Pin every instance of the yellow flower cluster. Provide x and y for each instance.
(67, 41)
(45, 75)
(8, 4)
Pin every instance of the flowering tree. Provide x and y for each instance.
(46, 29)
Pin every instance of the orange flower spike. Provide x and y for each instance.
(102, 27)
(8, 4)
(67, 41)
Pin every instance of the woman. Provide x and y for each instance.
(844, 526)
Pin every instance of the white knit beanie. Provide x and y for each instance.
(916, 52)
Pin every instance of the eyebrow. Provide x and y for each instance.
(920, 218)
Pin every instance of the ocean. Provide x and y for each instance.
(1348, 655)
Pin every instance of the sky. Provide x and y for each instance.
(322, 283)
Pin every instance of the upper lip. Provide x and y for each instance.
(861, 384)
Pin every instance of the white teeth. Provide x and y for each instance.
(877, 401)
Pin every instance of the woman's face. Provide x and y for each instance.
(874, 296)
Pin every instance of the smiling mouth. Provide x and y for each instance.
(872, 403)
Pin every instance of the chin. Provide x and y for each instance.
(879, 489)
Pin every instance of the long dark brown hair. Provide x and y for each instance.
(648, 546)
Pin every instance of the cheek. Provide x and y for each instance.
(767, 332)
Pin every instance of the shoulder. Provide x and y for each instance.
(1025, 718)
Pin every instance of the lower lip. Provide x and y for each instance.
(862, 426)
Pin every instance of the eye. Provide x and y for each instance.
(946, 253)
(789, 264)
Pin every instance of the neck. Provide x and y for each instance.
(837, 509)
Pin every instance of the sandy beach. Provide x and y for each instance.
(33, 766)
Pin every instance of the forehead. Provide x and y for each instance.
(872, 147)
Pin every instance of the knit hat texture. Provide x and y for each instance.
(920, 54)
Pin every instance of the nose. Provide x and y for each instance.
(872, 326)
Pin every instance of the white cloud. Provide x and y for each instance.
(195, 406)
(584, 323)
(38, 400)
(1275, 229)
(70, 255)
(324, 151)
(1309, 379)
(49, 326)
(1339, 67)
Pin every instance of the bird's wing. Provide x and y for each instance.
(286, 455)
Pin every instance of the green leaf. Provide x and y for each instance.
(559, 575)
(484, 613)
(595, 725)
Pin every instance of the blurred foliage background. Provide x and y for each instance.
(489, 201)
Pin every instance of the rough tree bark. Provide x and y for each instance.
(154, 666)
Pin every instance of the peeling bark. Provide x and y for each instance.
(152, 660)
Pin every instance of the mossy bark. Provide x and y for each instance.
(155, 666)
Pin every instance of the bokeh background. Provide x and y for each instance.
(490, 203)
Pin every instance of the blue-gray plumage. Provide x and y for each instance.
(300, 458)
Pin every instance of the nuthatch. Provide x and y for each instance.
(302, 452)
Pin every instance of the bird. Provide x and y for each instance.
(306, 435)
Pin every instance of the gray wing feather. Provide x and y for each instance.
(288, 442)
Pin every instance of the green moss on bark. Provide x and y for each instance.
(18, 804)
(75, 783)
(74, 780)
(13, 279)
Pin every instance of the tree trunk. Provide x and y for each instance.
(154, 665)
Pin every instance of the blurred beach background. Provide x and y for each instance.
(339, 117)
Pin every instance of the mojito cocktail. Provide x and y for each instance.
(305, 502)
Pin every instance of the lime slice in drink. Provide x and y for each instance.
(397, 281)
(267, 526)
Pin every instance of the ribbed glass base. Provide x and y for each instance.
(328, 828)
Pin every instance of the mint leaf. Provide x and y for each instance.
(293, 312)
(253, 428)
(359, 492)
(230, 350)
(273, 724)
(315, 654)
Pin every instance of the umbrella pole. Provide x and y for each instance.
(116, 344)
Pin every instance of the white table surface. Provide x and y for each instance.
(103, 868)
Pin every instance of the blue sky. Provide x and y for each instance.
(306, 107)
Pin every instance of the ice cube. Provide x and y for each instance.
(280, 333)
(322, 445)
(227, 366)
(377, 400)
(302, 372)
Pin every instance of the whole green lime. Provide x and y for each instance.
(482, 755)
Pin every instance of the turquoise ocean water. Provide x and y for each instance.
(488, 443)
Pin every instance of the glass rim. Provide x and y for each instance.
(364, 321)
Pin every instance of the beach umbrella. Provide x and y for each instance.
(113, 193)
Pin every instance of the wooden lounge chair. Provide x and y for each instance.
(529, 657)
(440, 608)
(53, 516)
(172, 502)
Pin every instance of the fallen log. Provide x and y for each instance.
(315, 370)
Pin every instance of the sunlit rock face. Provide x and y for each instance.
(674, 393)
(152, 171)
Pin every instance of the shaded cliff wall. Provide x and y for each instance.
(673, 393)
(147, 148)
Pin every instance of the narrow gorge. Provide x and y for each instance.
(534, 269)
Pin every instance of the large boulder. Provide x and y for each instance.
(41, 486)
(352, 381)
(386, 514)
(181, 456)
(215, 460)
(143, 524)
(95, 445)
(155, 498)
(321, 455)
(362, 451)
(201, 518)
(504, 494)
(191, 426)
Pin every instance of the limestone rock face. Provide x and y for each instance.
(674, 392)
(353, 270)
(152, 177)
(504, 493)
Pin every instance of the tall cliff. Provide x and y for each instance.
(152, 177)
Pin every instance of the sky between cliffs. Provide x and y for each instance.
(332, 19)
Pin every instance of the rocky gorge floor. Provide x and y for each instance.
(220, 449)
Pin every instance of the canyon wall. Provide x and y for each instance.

STATED TASK –
Reproduce every line of the data verbatim.

CORRECT OUTPUT –
Pin every instance of the yellow flower cluster. Provide x and y for each instance.
(67, 41)
(45, 75)
(8, 4)
Pin every instance of the flowering tree. Provide x and y for each instance.
(46, 29)
Pin every instance of the orange flower spike. Provide x and y for each instance.
(102, 27)
(8, 4)
(67, 41)
Pin every instance of the woman. Provide x and y for each instance.
(844, 526)
Pin every instance of the white knit beanie. Provide x and y for each instance.
(916, 52)
Pin every instance of the eyebrow. Provide x and y for each instance.
(920, 218)
Pin every instance of the ocean. Provide x and y for each instance.
(1348, 655)
Pin every instance of the sky. Provide x and y for each instance.
(322, 283)
Pin every instance of the upper lip. Provide x and y for each instance.
(861, 384)
Pin every instance of the white teeth. Provide x and y for each instance.
(877, 401)
Pin every instance of the woman's face. Provide x and y for each instance.
(874, 296)
Pin every instance of the smiling mouth. Provide x and y for each instance.
(872, 403)
Pin every instance of the chin. Provide x and y for each instance.
(879, 489)
Pin every instance of the long dark brown hair. Provide x and y for each instance.
(648, 546)
Pin every instance of the cheek. Provide x and y for each instance.
(767, 332)
Pin every instance of the shoulder. Provide x and y for each instance.
(1025, 718)
Pin every instance of the lower lip. Provide x and y for each instance.
(862, 426)
Pin every instance of the eye. Provide x and y for each instance.
(946, 253)
(789, 264)
Pin every instance of the neck. Provide x and y for each instance.
(837, 509)
Pin every instance of the sandy beach. Provide x and y for each instance.
(33, 766)
Pin every instance of the forehead. Provide x and y for each instance.
(872, 147)
Pin every instance of the knit hat texture. Provide x and y for each instance.
(920, 54)
Pin every instance of the nose. Provide x and y for each instance.
(872, 326)
Pin every instance of the white cloud. Provide x and y for each instance.
(195, 406)
(584, 323)
(38, 400)
(1275, 229)
(70, 255)
(324, 151)
(1309, 379)
(49, 326)
(1339, 67)
Pin every instance of the bird's wing. Provide x and y for each instance.
(286, 455)
Pin every instance of the green leaf. Provide x and y for each instance.
(559, 575)
(484, 613)
(595, 725)
Pin every instance of the blurred foliage background. Provide x and y for each instance.
(489, 201)
Pin every instance of the rough tree bark. Provide x and y for each instance.
(154, 666)
Pin every instance of the peeling bark. Provide x and y for each instance.
(152, 660)
Pin every instance of the mossy bark. Provide x and y for each instance.
(155, 666)
Pin every instance of the bokeh background. Provide x and y for each instance.
(490, 203)
Pin every instance of the blue-gray plumage. Provide x and y for each instance.
(300, 458)
Pin every instance of the nuthatch. Provide x and y for each instance.
(302, 452)
Pin every instance of the bird. Provide x and y for each instance.
(306, 435)
Pin every instance of the gray wing feather. Provide x and y for each instance.
(288, 442)
Pin every instance of the green moss on bark. Provide x and y for each instance.
(18, 804)
(75, 783)
(74, 780)
(13, 279)
Pin every instance of the tree trunk. Provide x and y for each instance.
(154, 665)
Pin every instance of the blurred beach background. Provide x and y for each instance.
(339, 117)
Pin every instance of the mojito cocktail. Provide x and y for each instance.
(305, 502)
Pin every instance of the lime slice in drink. Provide x and y for each instance.
(397, 281)
(267, 526)
Pin every instance of the ribbed glass base. Provide x and y for each instance.
(328, 828)
Pin every instance of the mint leaf. Provide x and y for each instance.
(293, 312)
(253, 428)
(359, 492)
(230, 350)
(273, 724)
(315, 654)
Pin every instance of the umbrella pole. Provide x and y for each instance.
(116, 344)
Pin every instance of the white table surface. Provide x and y for each instance.
(103, 868)
Pin every instance of the blue sky. Provide x and y for each instance.
(306, 107)
Pin every instance of the ice cube. Provide x and y for each instance.
(280, 333)
(322, 445)
(227, 366)
(377, 400)
(302, 372)
Pin every instance of the whole green lime. Provide x and y for each instance.
(482, 755)
Pin every instance of the turquoise ocean water. Provide x and y for each instance.
(488, 443)
Pin every instance of the glass rim. Provide x and y for each instance.
(364, 321)
Pin every instance of the beach umbrella. Provide x and y for each instance.
(113, 193)
Pin every instance of the wooden lounge chair. Provide x and y for each instance.
(529, 657)
(440, 608)
(53, 516)
(172, 502)
Pin every instance of the fallen log. Provide x and y for each instance.
(315, 370)
Pin every instance of the sunlit rock face. Provide x and y for each instance.
(674, 393)
(152, 171)
Pin every instance of the shaded cliff wall. Provide x and y for each instance.
(673, 393)
(147, 148)
Pin every instance of the narrow gorge. Provide x and y for each instance.
(534, 269)
Pin every instance of the large boulder. Provide x and y for each instance.
(41, 486)
(352, 381)
(386, 514)
(181, 456)
(215, 460)
(143, 524)
(95, 445)
(155, 498)
(321, 455)
(362, 451)
(201, 518)
(504, 494)
(191, 426)
Pin every instance of the limestone rock face. Provide x and y for each instance.
(674, 392)
(353, 270)
(152, 177)
(504, 493)
Pin every instance of the tall cliff. Provide x and y for each instance.
(152, 177)
Pin every instance of the sky between cliffs. Provide x and y for each instance.
(332, 19)
Pin every instance of the rocky gorge floor. Provide x and y for each instance.
(220, 449)
Pin every instance of the canyon wall. Provide x and y for each instance.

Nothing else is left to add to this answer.